■ **WHAT YOU WILL DO**
Copy out word for word everything from the line containing "Q: Where is the curved" down to the line containing "[96,279,110,298]", including both of those lines, and leave the pictures out of your answer.

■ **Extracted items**
####################

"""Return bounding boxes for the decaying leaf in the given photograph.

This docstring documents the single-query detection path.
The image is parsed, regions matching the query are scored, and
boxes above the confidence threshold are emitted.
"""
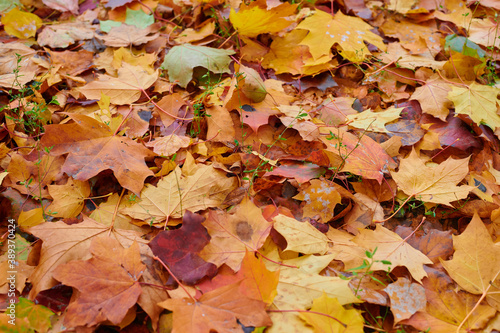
[53,237,145,327]
[391,150,473,206]
[42,114,154,193]
[160,284,272,333]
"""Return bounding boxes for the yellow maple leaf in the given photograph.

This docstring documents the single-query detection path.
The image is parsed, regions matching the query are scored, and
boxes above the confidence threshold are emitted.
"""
[2,8,42,39]
[48,178,90,218]
[293,179,342,223]
[448,82,500,129]
[353,224,432,282]
[229,0,298,37]
[391,150,474,206]
[295,10,386,62]
[300,294,364,333]
[273,214,328,254]
[441,213,500,298]
[347,107,404,133]
[262,30,337,75]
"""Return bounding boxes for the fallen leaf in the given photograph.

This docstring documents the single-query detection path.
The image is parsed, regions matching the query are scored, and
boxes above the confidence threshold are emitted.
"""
[200,197,272,271]
[411,76,452,121]
[448,82,500,130]
[149,211,217,285]
[238,252,280,304]
[29,218,145,298]
[299,294,364,333]
[347,108,404,133]
[295,10,386,62]
[41,114,154,193]
[384,277,427,323]
[293,179,342,223]
[441,213,500,311]
[391,149,474,206]
[229,0,298,37]
[321,127,396,184]
[161,44,234,88]
[96,24,159,47]
[11,297,54,333]
[121,155,236,223]
[78,63,158,105]
[401,267,496,333]
[37,21,95,48]
[353,224,432,282]
[159,284,272,333]
[47,178,90,218]
[42,0,78,15]
[273,215,328,254]
[2,8,42,39]
[53,237,145,327]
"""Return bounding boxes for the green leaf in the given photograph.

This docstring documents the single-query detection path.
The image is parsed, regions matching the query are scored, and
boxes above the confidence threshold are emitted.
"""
[161,44,234,88]
[125,8,155,29]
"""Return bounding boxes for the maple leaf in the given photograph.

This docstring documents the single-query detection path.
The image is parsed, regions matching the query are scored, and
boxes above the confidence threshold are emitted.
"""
[37,21,95,48]
[41,114,154,194]
[384,277,427,323]
[121,155,237,223]
[48,178,90,218]
[2,8,42,39]
[273,255,360,310]
[300,294,364,333]
[262,30,338,75]
[295,10,386,62]
[293,179,342,223]
[321,127,396,183]
[468,17,500,47]
[200,197,272,271]
[391,149,474,206]
[78,63,158,104]
[229,0,298,37]
[346,107,404,133]
[29,217,146,298]
[273,215,328,254]
[13,297,54,332]
[53,237,146,327]
[411,75,451,121]
[224,76,295,133]
[43,0,78,15]
[161,44,234,88]
[448,82,500,130]
[441,213,500,311]
[353,224,432,282]
[159,283,272,333]
[401,267,496,333]
[266,253,360,332]
[149,211,217,285]
[96,24,159,47]
[238,251,280,304]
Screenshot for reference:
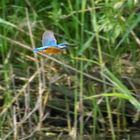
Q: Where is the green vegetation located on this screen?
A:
[0,0,140,140]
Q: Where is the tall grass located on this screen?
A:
[0,0,140,140]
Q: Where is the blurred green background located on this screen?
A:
[0,0,140,140]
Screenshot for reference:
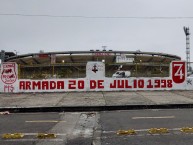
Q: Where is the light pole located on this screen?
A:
[184,27,191,72]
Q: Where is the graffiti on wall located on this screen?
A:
[0,61,193,92]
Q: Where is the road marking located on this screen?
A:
[25,120,66,123]
[132,116,175,119]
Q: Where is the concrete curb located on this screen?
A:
[0,104,193,113]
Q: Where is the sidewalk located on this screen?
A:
[0,91,193,112]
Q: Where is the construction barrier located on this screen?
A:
[180,127,193,133]
[148,128,169,134]
[2,133,24,139]
[117,129,137,135]
[37,133,56,139]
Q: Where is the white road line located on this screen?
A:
[132,116,175,119]
[25,120,66,123]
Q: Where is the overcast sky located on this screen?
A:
[0,0,193,61]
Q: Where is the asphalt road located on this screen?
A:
[0,109,193,145]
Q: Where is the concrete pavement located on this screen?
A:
[0,91,193,111]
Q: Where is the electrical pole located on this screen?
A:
[184,27,191,72]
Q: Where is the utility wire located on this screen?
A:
[0,13,193,19]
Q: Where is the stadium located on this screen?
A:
[4,49,181,79]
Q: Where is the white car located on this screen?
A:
[112,71,131,78]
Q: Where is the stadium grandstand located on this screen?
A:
[1,50,181,79]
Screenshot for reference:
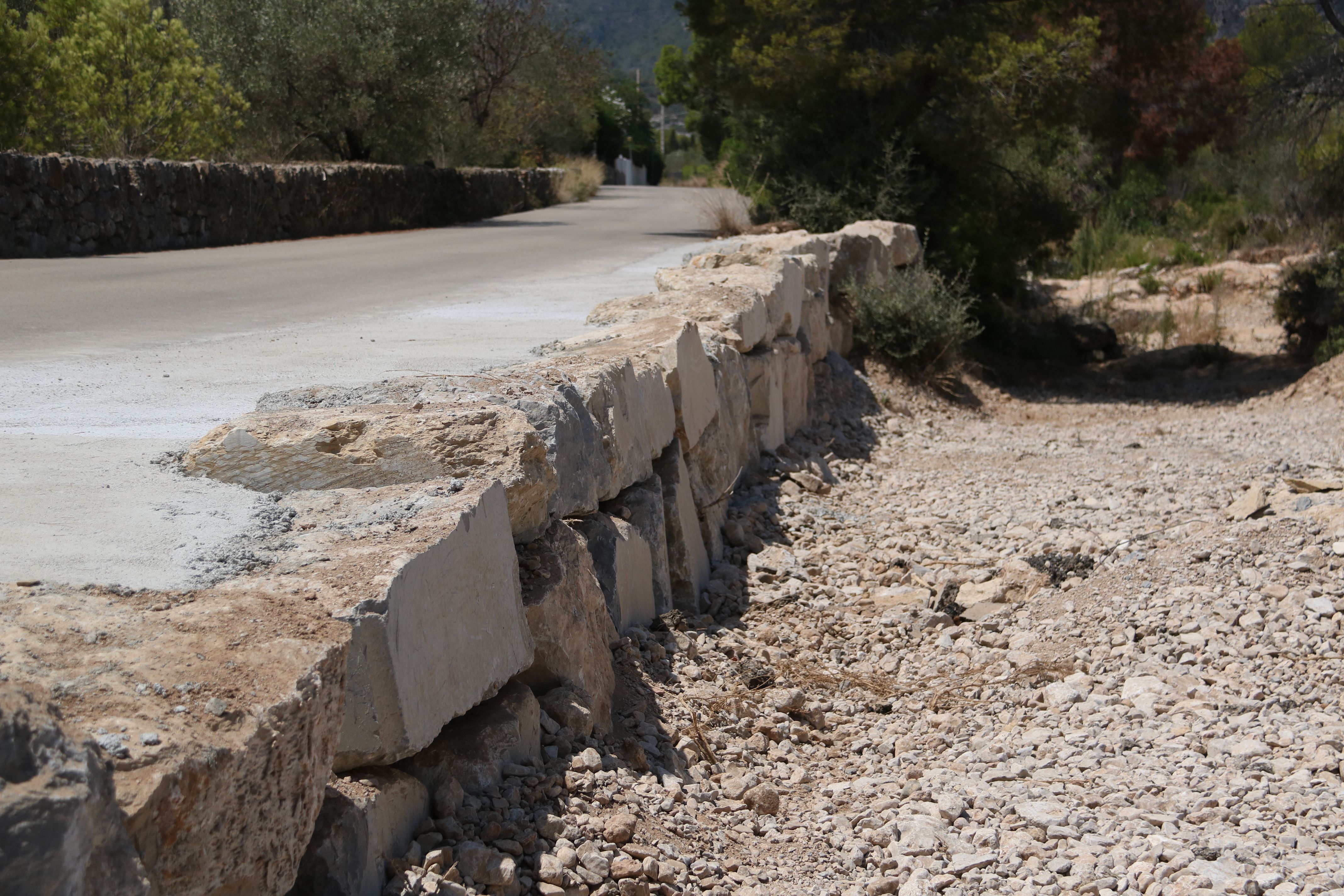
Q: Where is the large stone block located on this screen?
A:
[396,681,542,797]
[518,518,618,733]
[688,253,805,336]
[493,353,677,501]
[587,283,773,350]
[288,766,430,896]
[336,481,532,768]
[0,682,149,896]
[578,513,654,634]
[653,442,726,615]
[0,576,348,896]
[824,220,919,298]
[564,317,719,445]
[602,475,676,615]
[183,399,557,537]
[742,343,786,451]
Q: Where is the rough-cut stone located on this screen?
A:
[0,575,350,896]
[396,681,542,794]
[578,513,654,634]
[688,253,805,336]
[742,343,786,451]
[183,399,557,537]
[824,220,919,298]
[289,767,430,896]
[602,476,672,615]
[0,682,149,896]
[518,521,618,733]
[653,442,710,615]
[336,482,532,768]
[587,287,770,350]
[564,317,719,456]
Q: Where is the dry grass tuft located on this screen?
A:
[691,187,751,236]
[557,156,606,203]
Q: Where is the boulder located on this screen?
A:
[602,476,672,615]
[336,482,532,770]
[518,521,618,733]
[0,575,350,896]
[289,766,430,896]
[653,442,710,615]
[183,399,557,539]
[563,317,719,445]
[396,681,542,794]
[0,682,149,896]
[577,513,654,634]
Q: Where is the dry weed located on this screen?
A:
[691,187,751,236]
[557,156,606,203]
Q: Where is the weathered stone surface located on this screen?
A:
[289,766,430,896]
[0,152,563,258]
[518,521,618,733]
[336,482,532,768]
[0,682,149,896]
[0,576,350,896]
[824,220,921,298]
[564,317,719,456]
[602,476,672,615]
[578,513,654,634]
[495,353,676,501]
[688,253,805,336]
[183,399,557,537]
[396,681,542,794]
[742,343,787,451]
[653,442,710,615]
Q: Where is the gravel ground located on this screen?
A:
[379,355,1344,896]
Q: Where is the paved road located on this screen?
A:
[0,187,704,588]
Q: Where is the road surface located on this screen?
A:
[0,187,704,588]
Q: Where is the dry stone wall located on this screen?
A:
[0,152,562,258]
[0,222,918,896]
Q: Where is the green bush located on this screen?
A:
[845,263,980,372]
[1274,251,1344,359]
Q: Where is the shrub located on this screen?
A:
[845,263,980,372]
[1274,251,1344,359]
[558,156,606,203]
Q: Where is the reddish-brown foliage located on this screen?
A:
[1072,0,1246,161]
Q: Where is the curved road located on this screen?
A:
[0,187,706,588]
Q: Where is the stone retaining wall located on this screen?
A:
[0,152,562,258]
[0,222,919,896]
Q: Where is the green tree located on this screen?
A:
[0,0,246,159]
[182,0,474,161]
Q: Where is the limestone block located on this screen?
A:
[824,220,919,297]
[0,576,350,896]
[336,481,532,770]
[518,518,618,733]
[396,681,542,794]
[688,253,806,336]
[183,399,557,537]
[0,682,149,896]
[602,481,675,615]
[578,513,654,634]
[653,442,726,615]
[771,337,812,437]
[742,343,786,451]
[686,343,759,560]
[587,282,770,350]
[495,353,677,501]
[564,317,719,456]
[257,376,619,529]
[288,766,430,896]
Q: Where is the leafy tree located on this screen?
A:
[0,0,246,159]
[182,0,473,161]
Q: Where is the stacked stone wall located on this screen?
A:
[0,152,560,258]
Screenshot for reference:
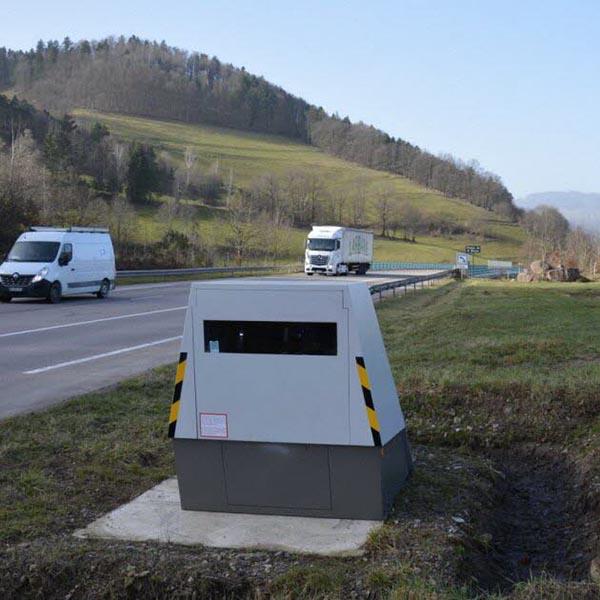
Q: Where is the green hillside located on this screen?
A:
[75,110,524,262]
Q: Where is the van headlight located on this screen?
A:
[31,267,48,283]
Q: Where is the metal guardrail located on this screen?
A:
[117,265,301,279]
[369,269,458,298]
[371,261,455,271]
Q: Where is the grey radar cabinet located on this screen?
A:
[169,279,412,520]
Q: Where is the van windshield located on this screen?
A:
[306,238,335,252]
[7,242,60,262]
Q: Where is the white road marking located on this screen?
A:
[0,306,187,338]
[23,335,183,375]
[111,281,193,294]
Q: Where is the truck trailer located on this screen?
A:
[304,225,373,275]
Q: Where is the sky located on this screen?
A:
[0,0,600,198]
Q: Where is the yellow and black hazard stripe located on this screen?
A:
[169,352,187,437]
[356,356,381,446]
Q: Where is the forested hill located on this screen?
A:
[0,37,519,218]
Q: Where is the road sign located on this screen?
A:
[456,252,469,269]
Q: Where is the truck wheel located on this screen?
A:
[48,281,62,304]
[96,279,110,299]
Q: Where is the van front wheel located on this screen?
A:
[48,281,62,304]
[96,279,110,298]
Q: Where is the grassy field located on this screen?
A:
[0,282,600,600]
[75,110,524,262]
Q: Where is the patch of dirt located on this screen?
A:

####################

■ **WRITTEN ANSWER**
Q: Where is the curved road located on this screen?
A:
[0,187,706,588]
Q: Where is the stone retaining wall located on this screen?
A:
[0,152,562,258]
[0,222,919,896]
Q: Where is the green tree located on this screen?
A:
[0,0,246,159]
[182,0,474,161]
Q: Where is the limestone block located on this screen?
A:
[824,220,919,297]
[0,576,350,896]
[336,481,532,770]
[518,518,618,733]
[396,681,542,794]
[688,253,806,336]
[183,399,557,537]
[0,682,149,896]
[602,481,675,615]
[578,513,654,634]
[653,442,726,615]
[771,337,812,437]
[742,343,786,451]
[686,343,759,560]
[587,282,770,350]
[495,353,677,501]
[564,317,719,456]
[257,376,619,529]
[288,766,430,896]
Q: Where is the leafy tree located on this screen?
A:
[0,0,246,159]
[182,0,473,161]
Q: Where is the stacked stone wall located on this screen?
A:
[0,152,560,258]
Screenshot for reference:
Q: Where is the green hillside located on this screen?
A:
[75,110,524,262]
Q: Where is the van headlight located on this screen?
A:
[31,267,48,283]
Q: Where is the metal guardrail located on this screen?
A:
[117,265,301,279]
[369,269,458,298]
[371,261,455,271]
Q: Where is the grey radar cabinet located on this screen?
A:
[169,279,412,520]
Q: Where is the van windshield located on this screen?
A:
[306,238,335,252]
[7,242,60,262]
Q: Where is the white road marking located on this screen?
A:
[0,306,187,338]
[23,335,183,375]
[111,281,193,294]
Q: Where is the truck trailer located on this screen?
A:
[304,225,373,275]
Q: Where is the sky located on this screen?
A:
[0,0,600,198]
Q: Where is the yellow and black hazard stripe located on this screen?
A:
[169,352,187,437]
[356,356,381,446]
Q: Where is the forested hill located on this screen?
A:
[0,37,519,218]
Q: Where is the road sign located on this screen?
A:
[456,252,469,269]
Q: Where is the truck wheel located on this screen?
A:
[48,281,62,304]
[96,279,110,299]
Q: Where is the van front wheel located on this screen?
A:
[48,281,62,304]
[96,279,110,298]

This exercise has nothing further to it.